## Page

.....

On September 7, 2021, Delaware’s Court of Chancery rejected a motion by The Boeing Company (“Boeing”) to dismiss a shareholder derivative lawsuit against its directors for billions of dollars of damages suffered by the company as the result of the directors’ alleged failure to oversee the design, production, and remediation of the firm’s 737 MAX airplane.

     That airplane model was announced by the company in 2011 and delivered to airlines beginning in 2017.  In October 2018, one of those planes crashed in the Java Sea; in March 2019, another crashed in Ethiopia.  All passengers and crew of both planes—a total of 346 people—were killed.

     The 102-(double-spaced)-page opinion (download), whose especially clear and simple recitation of facts and exposition of law suggest that the Court anticipated a readership well beyond the business bar, connected cornerstones for corporate counsel: Rales v. Blasband, 634 A.2d 927 (Del. 1993), and In re Caremark International Inc. Derivative Litigation, 698 A.2d 959 (Del. Ch. 1996), as applied in Marchand v. Barnhill, 212 A.3d 805 (Del. 2019).

     Under Rales, a shareholder may institute a suit in the name of the corporation without first alerting the board to possible wrongdoing by directors and/or officers—and thus may deny the company the opportunity to investigate, and possibly to initiate its own lawsuit—if the directors would themselves face a “substantial likelihood of liability” for the alleged misconduct.

.....

## Input for this task
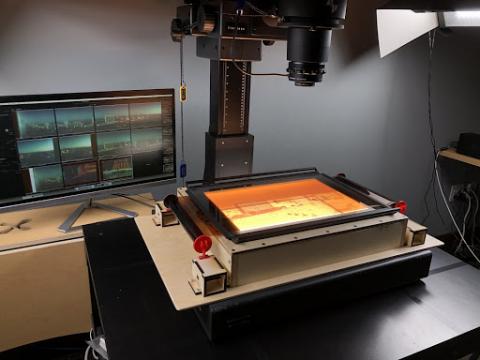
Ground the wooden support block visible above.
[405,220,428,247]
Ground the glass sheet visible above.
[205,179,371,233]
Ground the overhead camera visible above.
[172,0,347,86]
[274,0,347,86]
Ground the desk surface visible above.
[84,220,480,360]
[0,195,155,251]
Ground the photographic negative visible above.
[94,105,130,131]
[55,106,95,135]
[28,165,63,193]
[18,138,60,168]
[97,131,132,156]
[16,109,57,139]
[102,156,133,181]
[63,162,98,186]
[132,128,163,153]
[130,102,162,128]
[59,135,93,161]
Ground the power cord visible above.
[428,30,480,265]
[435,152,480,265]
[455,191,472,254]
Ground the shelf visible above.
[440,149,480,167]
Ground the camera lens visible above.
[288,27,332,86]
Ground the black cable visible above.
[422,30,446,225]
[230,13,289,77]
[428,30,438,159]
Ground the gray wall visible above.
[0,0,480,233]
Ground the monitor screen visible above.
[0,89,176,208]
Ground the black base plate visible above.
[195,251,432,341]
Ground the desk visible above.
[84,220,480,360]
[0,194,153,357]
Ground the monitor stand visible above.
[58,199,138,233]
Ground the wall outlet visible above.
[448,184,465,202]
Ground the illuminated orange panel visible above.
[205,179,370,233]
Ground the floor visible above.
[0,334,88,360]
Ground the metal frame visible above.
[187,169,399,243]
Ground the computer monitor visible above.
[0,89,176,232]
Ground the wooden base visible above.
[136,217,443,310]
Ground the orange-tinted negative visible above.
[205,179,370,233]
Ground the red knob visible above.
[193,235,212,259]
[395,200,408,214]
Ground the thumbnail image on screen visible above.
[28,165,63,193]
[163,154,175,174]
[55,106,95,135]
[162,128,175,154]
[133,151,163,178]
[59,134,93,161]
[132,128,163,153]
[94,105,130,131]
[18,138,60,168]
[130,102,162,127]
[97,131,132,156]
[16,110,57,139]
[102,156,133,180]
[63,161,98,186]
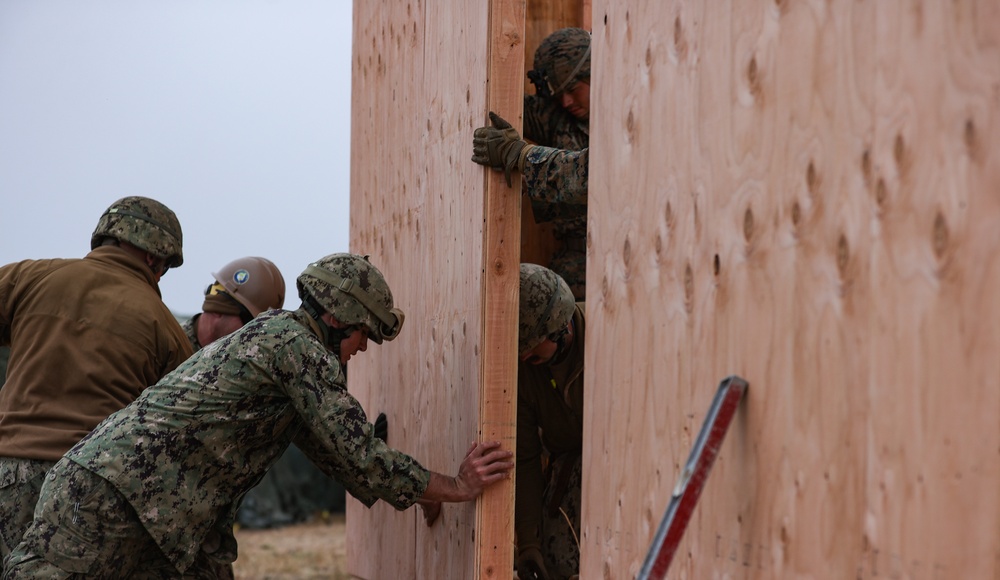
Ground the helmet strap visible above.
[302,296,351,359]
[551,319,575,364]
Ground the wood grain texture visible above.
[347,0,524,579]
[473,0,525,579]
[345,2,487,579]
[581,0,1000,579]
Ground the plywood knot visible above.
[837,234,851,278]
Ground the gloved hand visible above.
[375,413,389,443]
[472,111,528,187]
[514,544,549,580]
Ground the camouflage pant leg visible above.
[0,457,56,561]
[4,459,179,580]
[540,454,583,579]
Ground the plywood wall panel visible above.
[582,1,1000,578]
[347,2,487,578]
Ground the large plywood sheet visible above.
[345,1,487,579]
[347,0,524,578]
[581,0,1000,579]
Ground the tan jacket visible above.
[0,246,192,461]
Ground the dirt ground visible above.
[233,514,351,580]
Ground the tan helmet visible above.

.....

## Task A
Can you give the records as a Markdown table with columns "Row" and "Line", beginning at the line that has "Ground the metal frame visible above." and continuing through the last line of the records? Skip blank lines and leave the pictures out.
## Task B
Could you take the article on Boeing's 737 MAX shareholder lawsuit further, continuing from its last sentence?
The article and the records are unrelated and should be treated as separate material.

## Task answer A
| Row | Line |
|---|---|
| 1 | Ground the metal frame visible above. |
| 2 | [187,169,399,243] |
| 3 | Ground the computer monitor visible above. |
| 4 | [0,89,176,232] |
| 5 | Ground the wooden base visible above. |
| 6 | [136,217,443,310] |
| 7 | Ground the orange-tinted negative visible above. |
| 8 | [205,179,370,233] |
| 9 | Ground the red knob visible above. |
| 10 | [193,235,212,259] |
| 11 | [395,200,408,214] |
| 12 | Ground the thumbnail image on screen visible above. |
| 13 | [28,165,63,193] |
| 14 | [163,154,175,174] |
| 15 | [55,106,95,135] |
| 16 | [162,128,175,154] |
| 17 | [133,151,163,178] |
| 18 | [59,134,93,161] |
| 19 | [132,128,163,153] |
| 20 | [94,105,130,131] |
| 21 | [18,138,60,168] |
| 22 | [130,102,162,127] |
| 23 | [97,131,132,156] |
| 24 | [16,110,57,139] |
| 25 | [102,156,133,180] |
| 26 | [63,161,98,186] |
| 27 | Ground the helmet strap visible above. |
| 28 | [302,296,351,359] |
| 29 | [551,319,575,364] |
| 30 | Ground the wood grain texture visible above. |
| 31 | [347,0,524,579] |
| 32 | [473,0,525,579] |
| 33 | [345,2,487,579] |
| 34 | [581,0,1000,579] |
| 35 | Ground the plywood knot visible above. |
| 36 | [837,234,851,278] |
| 37 | Ground the gloved hand visible above. |
| 38 | [375,413,389,443] |
| 39 | [472,111,528,187] |
| 40 | [514,544,549,580] |
| 41 | Ground the camouflage pant leg visible above. |
| 42 | [0,457,56,561] |
| 43 | [4,459,179,580] |
| 44 | [540,454,583,579] |
| 45 | Ground the plywood wall panel visible above. |
| 46 | [582,1,1000,578] |
| 47 | [347,2,487,578] |
| 48 | Ground the large plywood sheet visible above. |
| 49 | [345,1,487,579] |
| 50 | [347,0,524,578] |
| 51 | [581,0,1000,579] |
| 52 | Ground the tan jacket visible above. |
| 53 | [0,246,192,461] |
| 54 | Ground the dirt ground visible above. |
| 55 | [233,514,351,580] |
| 56 | Ground the tan helmet visible above. |

## Task answer B
     In Caremark, as numerous Delaware decisions subsequently observed, the Chancery Court imposed extremely low requirements for directors’ supervision of a company’s operations.  To face personal liability, they must be shown either to have “utterly failed to implement any reporting or information system or controls”; or, after installing such a system, to have “consciously failed to monitor or oversee its operations thus disabling themselves from being informed of risks or problems requiring their attention.”

     Yet in Marchand, which concerned an company that had allegedly manufactured and sold listeria-contaminated ice cream, the Delaware Supreme Court found just such a breach of the directors’ responsibility.  The board had not adopted sufficient systems, schedules, and structures to address the products’ purity, which was “the most central safety and legal compliance issue facing the company,” and thus required the board’s oversight to be “more rigorously exercised.”

     While clarifying that the governance failures addressed in Marchand did not constitute “any sort of prescriptive list” for all companies and industries, the Court of Chancery, in ruling on Boeing’s motion to dismiss, found that decision “dispositive in view of [the] remarkably similar factual allegations” of the board’s mismanagement.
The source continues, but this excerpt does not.